Instruction
Could you rewrite the entries starting at the line containing "instances of background" and ending at the line containing "top-left (72, 110), bottom-right (121, 132)", both lines included, with every answer coordinate offset by 80? Keep the requests and their sample coordinates unchanged, and return only those lines.

Collection entries
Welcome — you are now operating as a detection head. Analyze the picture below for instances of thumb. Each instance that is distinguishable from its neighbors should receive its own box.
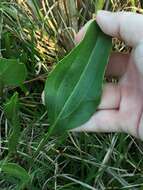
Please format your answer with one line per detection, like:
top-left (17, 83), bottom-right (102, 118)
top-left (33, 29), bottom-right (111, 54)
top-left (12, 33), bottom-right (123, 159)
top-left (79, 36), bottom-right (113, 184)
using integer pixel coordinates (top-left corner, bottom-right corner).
top-left (96, 11), bottom-right (143, 47)
top-left (132, 42), bottom-right (143, 76)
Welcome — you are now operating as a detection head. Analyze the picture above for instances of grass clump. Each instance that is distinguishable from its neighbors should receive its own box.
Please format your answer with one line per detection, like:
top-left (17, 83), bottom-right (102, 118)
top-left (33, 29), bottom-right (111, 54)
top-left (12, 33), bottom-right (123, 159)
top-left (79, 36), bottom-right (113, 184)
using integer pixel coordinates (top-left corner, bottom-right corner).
top-left (0, 0), bottom-right (143, 190)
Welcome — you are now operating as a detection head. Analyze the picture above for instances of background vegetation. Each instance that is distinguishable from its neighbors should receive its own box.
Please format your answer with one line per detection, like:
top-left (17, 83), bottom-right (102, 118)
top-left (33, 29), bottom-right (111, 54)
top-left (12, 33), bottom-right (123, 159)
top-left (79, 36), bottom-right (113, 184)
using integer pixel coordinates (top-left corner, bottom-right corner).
top-left (0, 0), bottom-right (143, 190)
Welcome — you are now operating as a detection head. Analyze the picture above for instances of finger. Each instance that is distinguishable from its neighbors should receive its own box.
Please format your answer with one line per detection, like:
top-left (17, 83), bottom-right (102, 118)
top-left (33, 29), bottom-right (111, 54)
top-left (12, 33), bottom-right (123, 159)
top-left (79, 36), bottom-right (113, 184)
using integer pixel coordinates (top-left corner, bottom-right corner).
top-left (132, 42), bottom-right (143, 75)
top-left (96, 11), bottom-right (143, 46)
top-left (74, 20), bottom-right (93, 44)
top-left (98, 83), bottom-right (121, 110)
top-left (105, 53), bottom-right (130, 77)
top-left (72, 110), bottom-right (121, 132)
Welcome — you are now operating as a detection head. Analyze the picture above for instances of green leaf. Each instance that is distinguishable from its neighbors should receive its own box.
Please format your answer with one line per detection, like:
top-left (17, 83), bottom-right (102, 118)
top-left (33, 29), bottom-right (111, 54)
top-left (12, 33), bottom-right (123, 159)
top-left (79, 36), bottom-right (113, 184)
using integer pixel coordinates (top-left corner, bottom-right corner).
top-left (4, 93), bottom-right (20, 154)
top-left (95, 0), bottom-right (105, 13)
top-left (45, 21), bottom-right (112, 133)
top-left (0, 58), bottom-right (27, 86)
top-left (0, 161), bottom-right (31, 187)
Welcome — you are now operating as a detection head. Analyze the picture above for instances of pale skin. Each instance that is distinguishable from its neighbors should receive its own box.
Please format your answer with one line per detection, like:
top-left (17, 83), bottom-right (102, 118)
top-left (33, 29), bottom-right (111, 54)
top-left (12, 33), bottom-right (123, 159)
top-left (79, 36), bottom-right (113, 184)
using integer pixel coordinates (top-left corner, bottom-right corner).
top-left (74, 11), bottom-right (143, 139)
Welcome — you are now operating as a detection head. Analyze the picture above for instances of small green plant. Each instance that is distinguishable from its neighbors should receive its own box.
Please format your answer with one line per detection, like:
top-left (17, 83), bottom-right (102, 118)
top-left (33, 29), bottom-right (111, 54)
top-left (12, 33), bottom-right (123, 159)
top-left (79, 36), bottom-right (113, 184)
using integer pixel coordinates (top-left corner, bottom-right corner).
top-left (0, 0), bottom-right (143, 190)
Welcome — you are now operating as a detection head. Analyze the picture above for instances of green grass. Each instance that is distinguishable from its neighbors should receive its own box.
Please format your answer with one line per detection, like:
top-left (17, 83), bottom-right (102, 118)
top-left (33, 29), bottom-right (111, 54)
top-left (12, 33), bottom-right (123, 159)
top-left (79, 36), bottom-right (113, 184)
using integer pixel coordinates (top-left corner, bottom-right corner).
top-left (0, 0), bottom-right (143, 190)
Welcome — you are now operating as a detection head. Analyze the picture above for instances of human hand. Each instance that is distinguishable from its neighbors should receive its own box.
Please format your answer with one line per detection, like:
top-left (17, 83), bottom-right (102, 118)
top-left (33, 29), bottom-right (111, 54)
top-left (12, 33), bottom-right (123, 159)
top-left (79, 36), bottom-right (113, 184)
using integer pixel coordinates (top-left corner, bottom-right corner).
top-left (73, 11), bottom-right (143, 139)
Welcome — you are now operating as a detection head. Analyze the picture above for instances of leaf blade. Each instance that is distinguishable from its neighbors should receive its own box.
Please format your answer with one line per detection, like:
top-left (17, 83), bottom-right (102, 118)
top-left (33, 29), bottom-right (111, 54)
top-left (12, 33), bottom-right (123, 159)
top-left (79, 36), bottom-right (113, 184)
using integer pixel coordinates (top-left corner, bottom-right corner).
top-left (4, 93), bottom-right (20, 154)
top-left (45, 21), bottom-right (112, 132)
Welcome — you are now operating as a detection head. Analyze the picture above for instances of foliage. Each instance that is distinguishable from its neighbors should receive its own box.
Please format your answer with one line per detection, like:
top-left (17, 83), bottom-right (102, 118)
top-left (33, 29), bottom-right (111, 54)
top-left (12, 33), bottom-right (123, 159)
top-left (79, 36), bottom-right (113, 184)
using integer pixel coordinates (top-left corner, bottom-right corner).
top-left (0, 0), bottom-right (143, 190)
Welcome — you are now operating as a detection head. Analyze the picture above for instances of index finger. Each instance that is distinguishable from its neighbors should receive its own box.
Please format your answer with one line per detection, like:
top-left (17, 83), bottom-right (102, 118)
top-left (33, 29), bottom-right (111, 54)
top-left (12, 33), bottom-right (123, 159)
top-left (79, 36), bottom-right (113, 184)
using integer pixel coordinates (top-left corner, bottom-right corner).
top-left (96, 11), bottom-right (143, 47)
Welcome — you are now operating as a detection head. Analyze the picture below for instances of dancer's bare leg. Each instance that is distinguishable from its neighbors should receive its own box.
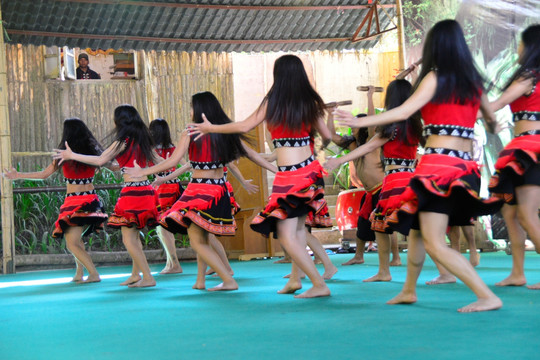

In response
Welcome — you are now operating as a detection head. Analyze the picture above for instances of background vegetation. Each instance that is distinguishable from its neighbors should receive its own box.
Please format your answer with one line per detection, like:
top-left (17, 83), bottom-right (102, 118)
top-left (33, 29), bottom-right (111, 54)
top-left (12, 33), bottom-right (123, 159)
top-left (79, 36), bottom-right (113, 184)
using integer pixel coordinates (top-left corner, bottom-right corner).
top-left (80, 80), bottom-right (223, 270)
Welcome — you are now operating as a detection head. Analyze the picture above for instances of finger. Each instance that is distinguishable from its neighbors should receive its own box.
Please format your answer with one line per detection, like:
top-left (17, 83), bottom-right (102, 118)
top-left (33, 29), bottom-right (111, 54)
top-left (12, 33), bottom-right (123, 159)
top-left (79, 36), bottom-right (113, 184)
using integer pixel coordinates (top-left corner, bottom-right corner).
top-left (212, 122), bottom-right (223, 155)
top-left (176, 91), bottom-right (223, 126)
top-left (154, 100), bottom-right (173, 124)
top-left (178, 163), bottom-right (201, 190)
top-left (185, 133), bottom-right (210, 157)
top-left (152, 190), bottom-right (201, 212)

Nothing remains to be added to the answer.